→ **EXTRACT**
──────────

Assessment of cartilage degradation effects of matrix metalloproteinase-13 in equine cartilage cocultured with synoviocytes.

OBJECTIVE: To determine the effects of matrix metalloproteinase (MMP)-13, compared with interleukin (IL)-1alpha, on cartilage matrix molecule gene expression in a coculture system of equine cartilage explants and synoviocytes. SAMPLE POPULATION: Articular cartilage and synovium specimens harvested from femoropatellar joints of 4 horses, aged 3 to 5 years. PROCEDURES: Synoviocytes were isolated and cocultured with cartilage explants. Cultures were treated with human recombinant MMP-13 (1, 25, or 100 ng/mL) or IL-1alpha (0.01, 0.1, 1.0, or 10 ng/mL) for 96 hours, with medium exchange at 48 hours. Cartilage extracts and media were analyzed for glycosaminoglycan (GAG) content, and results were adjusted to cartilage DNA content. Quantitative PCR was performed on mRNA from cartilage (MMP-3, MMP-13, aggrecan, and collagen type IIB [COL2A1]) and synoviocytes (MMP-3 and MMP-13), and results were adjusted to 18S ribosomal subunit mRNA expression. Treatments were performed in triplicate, and the experiment was repeated 4 times. RESULTS: Cultures treated with MMP-13 or IL-1alpha had increased media GAG concentration at 48 and 96 hours. Aggrecan and COL2A1 mRNA expression were increased by application of MMP-13 or IL-1alpha. Gene expression of the catabolic mediator, MMP-3, in cartilage and synoviocytes was increased in cultures treated with MMP-13 or IL-1alpha. Expression of MMP-13 mRNA in cartilage was increased by IL-1alpha, but decreased in synoviocytes by MMP-13 treatment. CONCLUSIONS AND CLINICAL RELEVANCE: Results support the use of recombinant MMP-13 in a coculture system of synoviocytes and cartilage explants for the study of osteoarthritis.

──────────

Rewrite the abstract's paragraph that begins "OBJECTIVE: To determine the effects" as a short bulleted list that keeps its main facts.

──────────

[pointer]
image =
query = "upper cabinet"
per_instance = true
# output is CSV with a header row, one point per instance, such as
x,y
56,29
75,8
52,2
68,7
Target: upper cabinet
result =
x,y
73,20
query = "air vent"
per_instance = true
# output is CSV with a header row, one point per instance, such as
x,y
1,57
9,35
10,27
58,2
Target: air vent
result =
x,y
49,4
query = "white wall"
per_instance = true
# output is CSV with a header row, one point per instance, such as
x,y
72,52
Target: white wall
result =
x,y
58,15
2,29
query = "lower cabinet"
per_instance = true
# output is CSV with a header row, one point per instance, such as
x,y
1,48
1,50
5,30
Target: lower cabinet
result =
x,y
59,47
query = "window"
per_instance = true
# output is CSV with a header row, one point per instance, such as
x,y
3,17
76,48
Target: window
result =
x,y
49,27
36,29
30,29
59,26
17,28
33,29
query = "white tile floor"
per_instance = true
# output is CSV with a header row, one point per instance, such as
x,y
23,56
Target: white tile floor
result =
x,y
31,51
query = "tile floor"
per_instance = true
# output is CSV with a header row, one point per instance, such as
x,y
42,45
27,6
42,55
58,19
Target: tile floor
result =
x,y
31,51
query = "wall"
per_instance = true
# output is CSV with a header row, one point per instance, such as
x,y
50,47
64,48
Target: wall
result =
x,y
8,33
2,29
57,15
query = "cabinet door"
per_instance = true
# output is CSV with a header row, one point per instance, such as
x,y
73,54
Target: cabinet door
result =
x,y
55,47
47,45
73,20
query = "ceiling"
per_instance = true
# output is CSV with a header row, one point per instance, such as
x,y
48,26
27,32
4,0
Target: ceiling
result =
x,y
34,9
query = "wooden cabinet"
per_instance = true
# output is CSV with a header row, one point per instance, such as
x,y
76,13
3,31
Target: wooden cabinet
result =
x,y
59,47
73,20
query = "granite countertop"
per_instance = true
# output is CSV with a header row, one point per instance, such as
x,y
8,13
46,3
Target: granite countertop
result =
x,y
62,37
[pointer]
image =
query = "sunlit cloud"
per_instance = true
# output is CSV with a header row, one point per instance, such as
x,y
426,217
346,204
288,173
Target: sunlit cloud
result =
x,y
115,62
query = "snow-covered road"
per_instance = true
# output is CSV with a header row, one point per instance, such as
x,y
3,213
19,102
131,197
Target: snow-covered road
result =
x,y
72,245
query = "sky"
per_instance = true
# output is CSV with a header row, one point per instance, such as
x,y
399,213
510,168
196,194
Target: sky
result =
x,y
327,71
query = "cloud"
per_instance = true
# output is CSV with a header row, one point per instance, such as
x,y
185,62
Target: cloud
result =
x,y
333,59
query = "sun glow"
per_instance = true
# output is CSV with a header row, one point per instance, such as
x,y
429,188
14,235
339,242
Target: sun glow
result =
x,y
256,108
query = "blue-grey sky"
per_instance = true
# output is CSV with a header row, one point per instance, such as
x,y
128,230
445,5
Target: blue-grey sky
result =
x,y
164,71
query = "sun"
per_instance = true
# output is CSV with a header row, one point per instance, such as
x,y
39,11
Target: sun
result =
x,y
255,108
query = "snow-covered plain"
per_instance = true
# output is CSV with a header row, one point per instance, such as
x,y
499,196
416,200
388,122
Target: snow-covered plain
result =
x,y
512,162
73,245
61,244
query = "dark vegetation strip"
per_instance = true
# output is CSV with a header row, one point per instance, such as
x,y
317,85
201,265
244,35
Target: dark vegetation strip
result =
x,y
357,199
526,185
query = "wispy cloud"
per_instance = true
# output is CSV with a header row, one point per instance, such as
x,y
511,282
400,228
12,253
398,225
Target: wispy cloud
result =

──────────

→ **OUTPUT OF THE TASK**
- Objective: compare the effects of MMP-13 and IL-1alpha on cartilage matrix gene expression in a coculture of equine cartilage explants and synoviocytes.
- Samples: articular cartilage and synovium from the femoropatellar joints of 4 horses aged 3 to 5 years.
- Procedures: cocultures were treated for 96 hours, with the medium changed at 48 hours, using human recombinant MMP-13 (1, 25, or 100 ng/mL) or IL-1alpha (0.01 to 10 ng/mL). GAG in cartilage extracts and media was measured and adjusted to cartilage DNA content. Quantitative PCR was run on cartilage mRNA (MMP-3, MMP-13, aggrecan, COL2A1) and synoviocyte mRNA (MMP-3, MMP-13), adjusted to 18S expression. Treatments were done in triplicate, and the experiment was repeated 4 times.
- Results: both treatments raised media GAG at 48 and 96 hours, increased aggrecan and COL2A1 expression, and increased MMP-3 expression in cartilage and synoviocytes. IL-1alpha raised MMP-13 mRNA in cartilage, while MMP-13 treatment lowered it in synoviocytes.
- Conclusion: the results support using recombinant MMP-13 in this coculture system to study osteoarthritis.